● TASK INSTRUCTIONS
a) Quote the dog food forum thread word for word, starting at "I have always" and ending at "followed by grains.".
b) In the dog food forum thread, how much less does MollyWoppy's cat litter brand cost at the local boutique than at Petco?
c) Carry on the dog food forum thread from the point where it stops.

● SOURCE EXCERPT
-- START --

If I lived in the area, I would try it for sure. They seem like a great company and I am all for supporting US based small business. Annamaet is a wonderful food.


----------



## nupe (Apr 26, 2011)

kelleykakes said:


> First, the dogs in need of good chow--- Cattle Dogs-- most of them mixed with something else, but we don't know what generally. They average 40lbs in weight.
> Three are permanent fixtures in our home, ranging from 2 to 5 (guessing- he's a rescue) years old.
> Along with our three, we started fostering, and ended 2011 taking in our 10th for the year. This current one is a puppy around 5 months old.
> View attachment 5558
> ...




I have always seen it rated 4 or 5 stars on reviews....which reviews you refering to? Here is the dogfoodadvisor's rating of natures variety Instinct line.

Nature's Variety Instinct Dry Dog Food | Review and Rating


----------



## MollyWoppy (Mar 19, 2010)

Maybe they are thinking it doesn't have enough meat in it, from a quick look, it seems to have a meat meal, followed by grains. 
Have you tried looking at TOTW? From what I read here, it seems to be a very good kibble for a good price.
The local brand you mentioned also seems to be very grain heavy, I'd be inclined to look at TOTW way before that.
And, go and have a look at your local boutiques. I know that our one here, is actually cheaper in some foods than Petco and Petsmart. I use to be like you, presumed the prices would be more expensive, because the big box stores can buy in bulk and therefore charge less to the customer? Well, that didn't turn out to be the case at all, alot of the food is actually the same, if not cheaper, and even my cat litter brand is $2 less than Petco. Sure, some of the stuff is slightly more pricey, but if you know your prices, and look around, you might be pleasantly surprised.
Also sign up at the web-sites for the dog food you feed. I get coupons now and then, which is lovely.
Gosh I wish I lived near you, I'm not allowed another dog, but if I lived closer I could live vicariously through you, surrounded by cattle dogs, what a dream!!

-- END --

● RAW RECORDS
-- START --

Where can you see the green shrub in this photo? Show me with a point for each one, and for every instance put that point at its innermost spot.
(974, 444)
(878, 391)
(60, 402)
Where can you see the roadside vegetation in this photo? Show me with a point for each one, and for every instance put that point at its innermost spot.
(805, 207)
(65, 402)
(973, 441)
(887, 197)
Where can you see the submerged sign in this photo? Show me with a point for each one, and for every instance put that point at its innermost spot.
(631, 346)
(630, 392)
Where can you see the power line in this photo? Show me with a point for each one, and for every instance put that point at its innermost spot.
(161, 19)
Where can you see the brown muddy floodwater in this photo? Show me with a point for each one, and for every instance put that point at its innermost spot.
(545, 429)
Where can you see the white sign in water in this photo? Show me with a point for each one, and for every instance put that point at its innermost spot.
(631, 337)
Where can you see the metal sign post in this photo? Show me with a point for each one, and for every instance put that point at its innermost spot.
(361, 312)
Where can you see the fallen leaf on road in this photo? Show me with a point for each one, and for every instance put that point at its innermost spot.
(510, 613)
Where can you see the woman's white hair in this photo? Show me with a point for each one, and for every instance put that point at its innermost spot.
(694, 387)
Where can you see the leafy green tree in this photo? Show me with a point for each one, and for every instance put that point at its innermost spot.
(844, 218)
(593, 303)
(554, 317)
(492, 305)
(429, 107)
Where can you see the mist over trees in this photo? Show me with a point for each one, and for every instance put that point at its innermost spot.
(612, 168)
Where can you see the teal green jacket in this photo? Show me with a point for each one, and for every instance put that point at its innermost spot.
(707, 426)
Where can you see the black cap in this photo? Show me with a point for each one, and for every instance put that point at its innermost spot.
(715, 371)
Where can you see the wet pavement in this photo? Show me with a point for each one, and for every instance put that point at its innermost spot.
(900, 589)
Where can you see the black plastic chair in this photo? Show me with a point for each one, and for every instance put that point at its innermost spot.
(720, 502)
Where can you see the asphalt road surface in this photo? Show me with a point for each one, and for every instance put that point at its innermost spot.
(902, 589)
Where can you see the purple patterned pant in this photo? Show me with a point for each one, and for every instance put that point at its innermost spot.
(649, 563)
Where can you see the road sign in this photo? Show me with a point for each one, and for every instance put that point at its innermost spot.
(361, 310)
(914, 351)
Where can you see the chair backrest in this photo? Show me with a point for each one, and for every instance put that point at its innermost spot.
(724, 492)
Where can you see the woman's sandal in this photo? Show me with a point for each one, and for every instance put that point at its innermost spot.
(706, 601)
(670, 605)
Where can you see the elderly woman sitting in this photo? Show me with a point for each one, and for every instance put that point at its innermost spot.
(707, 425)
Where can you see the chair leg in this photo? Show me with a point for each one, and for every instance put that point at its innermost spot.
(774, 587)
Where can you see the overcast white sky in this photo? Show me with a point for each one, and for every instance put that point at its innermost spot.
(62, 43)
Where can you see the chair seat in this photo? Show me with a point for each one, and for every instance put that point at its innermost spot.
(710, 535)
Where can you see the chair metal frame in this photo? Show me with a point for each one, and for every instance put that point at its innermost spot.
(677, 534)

-- END --

● ANSWERS PER TASK
a)
I have always seen it rated 4 or 5 stars on reviews....which reviews you refering to? Here is the dogfoodadvisor's rating of natures variety Instinct line.

Nature's Variety Instinct Dry Dog Food | Review and Rating


----------



## MollyWoppy (Mar 19, 2010)

Maybe they are thinking it doesn't have enough meat in it, from a quick look, it seems to have a meat meal, followed by grains.

b) It costs $2 less than at Petco.

c)
----------



## nupe (Apr 26, 2011)

MollyWoppy said:


> Maybe they are thinking it doesn't have enough meat in it, from a quick look, it seems to have a meat meal, followed by grains.
> Have you tried looking at TOTW? From what I read here, it seems to be a very good kibble for a good price.
> The local brand you mentioned also seems to be very grain heavy, I'd be inclined to look at TOTW way before that.
> And, go and have a look at your local boutiques. I know that our one here, is actually cheaper in some foods than Petco and Petsmart. I use to be like you, presumed the prices would be more expensive, because the big box stores can buy in bulk and therefore charge less to the customer? Well, that didn't turn out to be the case at all, alot of the food is actually the same, if not cheaper, and even my cat litter brand is $2 less than Petco. Sure, some of the stuff is slightly more pricey, but if you know your prices, and look around, you might be pleasantly surprised.
> ...



Grains?...not in their Instinct line....are we talking about natures Variety Instinct?
http://www.naturesvariety.com/instinct


----------



## MollyWoppy (Mar 19, 2010)

nupe said:


> Grains?...not in their Instinct line....are we talking about natures Variety Instinct?
> Instinct | Nature's Variety


Sorry, I was looking at the NV Prairie Line, not the grain free. And, yeah, the grain free line does look pretty good.



SeriousDogGuy said:


> What does "grain heavy" mean?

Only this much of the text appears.